Dataset.
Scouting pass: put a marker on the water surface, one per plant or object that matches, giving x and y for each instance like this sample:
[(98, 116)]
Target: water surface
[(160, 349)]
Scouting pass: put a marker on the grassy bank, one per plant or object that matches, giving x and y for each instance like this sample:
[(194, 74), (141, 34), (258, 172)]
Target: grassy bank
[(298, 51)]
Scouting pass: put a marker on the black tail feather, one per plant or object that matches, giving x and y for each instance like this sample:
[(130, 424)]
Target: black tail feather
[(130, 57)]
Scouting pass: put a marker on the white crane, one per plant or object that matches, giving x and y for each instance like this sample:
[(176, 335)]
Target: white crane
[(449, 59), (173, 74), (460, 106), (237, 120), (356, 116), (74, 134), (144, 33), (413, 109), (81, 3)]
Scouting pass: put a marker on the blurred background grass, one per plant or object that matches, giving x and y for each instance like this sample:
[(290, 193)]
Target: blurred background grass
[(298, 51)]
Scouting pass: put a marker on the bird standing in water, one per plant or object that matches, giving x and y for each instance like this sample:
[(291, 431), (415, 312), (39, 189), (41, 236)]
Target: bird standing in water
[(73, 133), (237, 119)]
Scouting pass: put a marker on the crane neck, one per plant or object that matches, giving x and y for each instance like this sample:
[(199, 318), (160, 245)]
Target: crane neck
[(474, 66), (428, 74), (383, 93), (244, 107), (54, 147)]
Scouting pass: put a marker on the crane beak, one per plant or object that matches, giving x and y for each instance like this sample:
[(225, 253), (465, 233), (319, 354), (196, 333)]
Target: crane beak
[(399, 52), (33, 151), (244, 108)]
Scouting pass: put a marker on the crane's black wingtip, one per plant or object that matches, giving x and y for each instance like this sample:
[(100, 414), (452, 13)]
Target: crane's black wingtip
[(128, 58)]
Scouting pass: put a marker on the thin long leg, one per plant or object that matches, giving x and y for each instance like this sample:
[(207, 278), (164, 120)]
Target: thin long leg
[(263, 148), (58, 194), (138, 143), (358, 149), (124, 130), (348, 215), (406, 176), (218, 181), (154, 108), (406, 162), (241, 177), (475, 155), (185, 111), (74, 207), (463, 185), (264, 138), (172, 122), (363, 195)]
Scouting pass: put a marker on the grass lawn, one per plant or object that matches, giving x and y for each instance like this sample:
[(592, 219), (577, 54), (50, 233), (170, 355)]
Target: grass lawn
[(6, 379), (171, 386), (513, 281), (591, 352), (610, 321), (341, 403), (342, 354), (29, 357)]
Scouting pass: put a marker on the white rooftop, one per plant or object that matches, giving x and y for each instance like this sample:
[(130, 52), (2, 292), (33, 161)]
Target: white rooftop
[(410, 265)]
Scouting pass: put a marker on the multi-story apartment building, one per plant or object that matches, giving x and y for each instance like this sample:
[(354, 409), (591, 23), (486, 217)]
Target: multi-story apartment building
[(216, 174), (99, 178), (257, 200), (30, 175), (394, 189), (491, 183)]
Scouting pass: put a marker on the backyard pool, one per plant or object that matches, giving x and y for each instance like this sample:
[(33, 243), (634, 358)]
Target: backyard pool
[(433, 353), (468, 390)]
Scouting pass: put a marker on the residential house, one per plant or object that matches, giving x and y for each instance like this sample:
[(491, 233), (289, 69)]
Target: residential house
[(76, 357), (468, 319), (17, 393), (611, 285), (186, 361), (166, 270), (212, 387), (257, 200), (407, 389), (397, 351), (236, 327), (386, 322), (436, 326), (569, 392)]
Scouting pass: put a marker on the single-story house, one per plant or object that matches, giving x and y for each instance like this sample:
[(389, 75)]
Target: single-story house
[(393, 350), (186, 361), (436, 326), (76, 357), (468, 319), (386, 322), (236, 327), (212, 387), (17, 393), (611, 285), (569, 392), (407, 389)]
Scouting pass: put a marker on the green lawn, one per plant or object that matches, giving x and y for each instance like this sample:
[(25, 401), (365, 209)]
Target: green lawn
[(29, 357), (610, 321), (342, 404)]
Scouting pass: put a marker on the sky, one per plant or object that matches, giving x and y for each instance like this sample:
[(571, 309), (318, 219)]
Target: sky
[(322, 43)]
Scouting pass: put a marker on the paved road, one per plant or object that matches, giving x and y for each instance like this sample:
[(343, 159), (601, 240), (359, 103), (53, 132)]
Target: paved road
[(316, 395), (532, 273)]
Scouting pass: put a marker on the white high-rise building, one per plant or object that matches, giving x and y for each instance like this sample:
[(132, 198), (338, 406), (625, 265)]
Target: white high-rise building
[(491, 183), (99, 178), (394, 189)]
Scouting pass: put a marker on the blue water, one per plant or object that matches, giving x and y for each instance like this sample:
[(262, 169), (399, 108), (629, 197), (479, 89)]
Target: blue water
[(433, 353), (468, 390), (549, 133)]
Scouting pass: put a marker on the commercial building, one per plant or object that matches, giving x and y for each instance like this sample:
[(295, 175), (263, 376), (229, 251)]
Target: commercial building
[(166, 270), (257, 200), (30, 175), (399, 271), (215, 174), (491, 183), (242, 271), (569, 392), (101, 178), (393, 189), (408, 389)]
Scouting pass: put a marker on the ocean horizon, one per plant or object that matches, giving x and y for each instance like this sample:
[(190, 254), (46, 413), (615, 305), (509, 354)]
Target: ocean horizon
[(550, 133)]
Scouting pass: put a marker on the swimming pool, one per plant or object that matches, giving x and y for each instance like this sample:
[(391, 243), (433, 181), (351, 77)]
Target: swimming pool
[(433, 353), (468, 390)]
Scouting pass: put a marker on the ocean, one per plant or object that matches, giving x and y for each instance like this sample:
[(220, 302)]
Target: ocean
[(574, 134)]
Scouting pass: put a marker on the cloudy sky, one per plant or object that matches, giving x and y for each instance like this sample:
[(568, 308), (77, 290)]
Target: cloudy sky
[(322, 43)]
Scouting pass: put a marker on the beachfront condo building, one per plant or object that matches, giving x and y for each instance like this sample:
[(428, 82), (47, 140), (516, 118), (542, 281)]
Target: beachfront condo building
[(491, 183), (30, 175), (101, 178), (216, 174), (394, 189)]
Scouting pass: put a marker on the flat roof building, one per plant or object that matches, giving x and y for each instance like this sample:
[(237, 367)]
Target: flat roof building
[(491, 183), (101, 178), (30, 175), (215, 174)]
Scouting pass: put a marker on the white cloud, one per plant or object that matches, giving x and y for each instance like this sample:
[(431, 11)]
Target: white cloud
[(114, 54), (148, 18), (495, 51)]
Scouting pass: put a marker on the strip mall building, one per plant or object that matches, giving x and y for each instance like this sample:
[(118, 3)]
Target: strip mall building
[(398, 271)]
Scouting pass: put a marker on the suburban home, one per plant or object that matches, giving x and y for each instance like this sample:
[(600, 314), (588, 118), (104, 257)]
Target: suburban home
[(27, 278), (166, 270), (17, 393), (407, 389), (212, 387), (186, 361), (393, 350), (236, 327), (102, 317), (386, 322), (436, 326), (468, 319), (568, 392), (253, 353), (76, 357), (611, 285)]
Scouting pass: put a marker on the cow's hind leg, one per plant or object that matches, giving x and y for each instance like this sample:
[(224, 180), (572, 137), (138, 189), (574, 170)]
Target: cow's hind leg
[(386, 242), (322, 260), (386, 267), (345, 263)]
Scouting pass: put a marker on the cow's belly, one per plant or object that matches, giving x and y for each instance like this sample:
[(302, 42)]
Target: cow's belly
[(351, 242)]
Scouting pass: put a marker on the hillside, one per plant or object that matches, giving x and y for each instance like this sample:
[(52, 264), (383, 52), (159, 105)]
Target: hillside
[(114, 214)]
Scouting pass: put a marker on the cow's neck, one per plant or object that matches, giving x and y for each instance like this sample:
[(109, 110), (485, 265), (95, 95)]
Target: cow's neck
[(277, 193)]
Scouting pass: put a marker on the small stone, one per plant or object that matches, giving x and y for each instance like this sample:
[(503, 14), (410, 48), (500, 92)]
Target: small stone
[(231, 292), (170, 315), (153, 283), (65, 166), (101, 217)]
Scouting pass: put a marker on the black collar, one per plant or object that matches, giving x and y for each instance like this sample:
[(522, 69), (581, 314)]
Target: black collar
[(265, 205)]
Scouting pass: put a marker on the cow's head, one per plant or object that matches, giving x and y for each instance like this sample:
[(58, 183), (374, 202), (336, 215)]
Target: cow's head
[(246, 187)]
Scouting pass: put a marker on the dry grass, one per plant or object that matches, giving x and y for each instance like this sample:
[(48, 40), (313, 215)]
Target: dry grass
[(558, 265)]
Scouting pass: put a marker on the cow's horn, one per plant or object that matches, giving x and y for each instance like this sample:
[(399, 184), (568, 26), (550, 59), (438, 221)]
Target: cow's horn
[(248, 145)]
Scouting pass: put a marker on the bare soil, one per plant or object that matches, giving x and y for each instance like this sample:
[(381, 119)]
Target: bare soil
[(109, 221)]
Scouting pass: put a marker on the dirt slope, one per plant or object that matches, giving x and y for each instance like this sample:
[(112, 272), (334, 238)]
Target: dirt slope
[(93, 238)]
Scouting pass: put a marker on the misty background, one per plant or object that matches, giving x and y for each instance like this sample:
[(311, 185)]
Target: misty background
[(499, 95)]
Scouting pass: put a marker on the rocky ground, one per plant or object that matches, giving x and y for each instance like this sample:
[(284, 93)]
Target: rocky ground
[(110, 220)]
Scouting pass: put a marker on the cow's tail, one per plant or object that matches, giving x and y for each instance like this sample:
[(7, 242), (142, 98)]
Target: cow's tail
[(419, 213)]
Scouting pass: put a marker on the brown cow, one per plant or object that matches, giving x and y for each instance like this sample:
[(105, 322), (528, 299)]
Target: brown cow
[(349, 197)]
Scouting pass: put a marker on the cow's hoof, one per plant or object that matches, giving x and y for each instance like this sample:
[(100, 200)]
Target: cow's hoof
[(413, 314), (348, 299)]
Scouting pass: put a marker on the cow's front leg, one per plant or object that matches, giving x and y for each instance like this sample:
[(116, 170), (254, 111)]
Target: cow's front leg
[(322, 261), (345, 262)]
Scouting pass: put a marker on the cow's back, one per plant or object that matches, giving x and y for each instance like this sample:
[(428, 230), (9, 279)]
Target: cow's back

Exercise brief. Can you set out the items from the line with "Scouting pass: put a marker on the crane's" to the line with "189), (491, 183)]" as a numbered list, leaving out any blank lines?

The result.
1. Scouting pass: put a marker on the crane's black wingtip, one per plant or object that matches, giving x and y for each instance like this sample:
2. [(100, 414), (452, 13)]
3. Target: crane's black wingtip
4. [(128, 58)]
5. Scouting pass: put a marker on the thin long leg, one per plant or object that matches, giving x and y for each instance like this sample:
6. [(207, 278), (164, 120)]
7. Target: thin long leg
8. [(263, 148), (58, 194), (138, 143), (358, 149), (124, 130), (348, 215), (406, 176), (218, 181), (154, 108), (406, 162), (241, 177), (475, 155), (185, 111), (74, 207), (463, 185), (264, 138), (172, 122), (363, 195)]
9. Scouting pass: put a marker on the grass lawn, one per plant or object that matches, giving x and y for each instance like this sample:
10. [(592, 219), (577, 54), (50, 233), (170, 355)]
11. Target: grass lawn
12. [(6, 379), (171, 386), (513, 281), (591, 352), (610, 321), (341, 403), (342, 354), (29, 357)]
13. Scouting pass: put a marker on the white rooftop, one per plant or object that matches, giving x and y for each instance like this sample:
14. [(130, 52), (2, 292), (33, 161)]
15. Target: white rooftop
16. [(410, 265)]
17. Scouting pass: put a marker on the multi-story apartment building, one per plant or object that matches, giving x and y for each instance like this sample:
18. [(354, 409), (591, 23), (486, 217)]
19. Target: multi-story apartment building
20. [(216, 174), (99, 178), (257, 200), (30, 175), (394, 189), (491, 183)]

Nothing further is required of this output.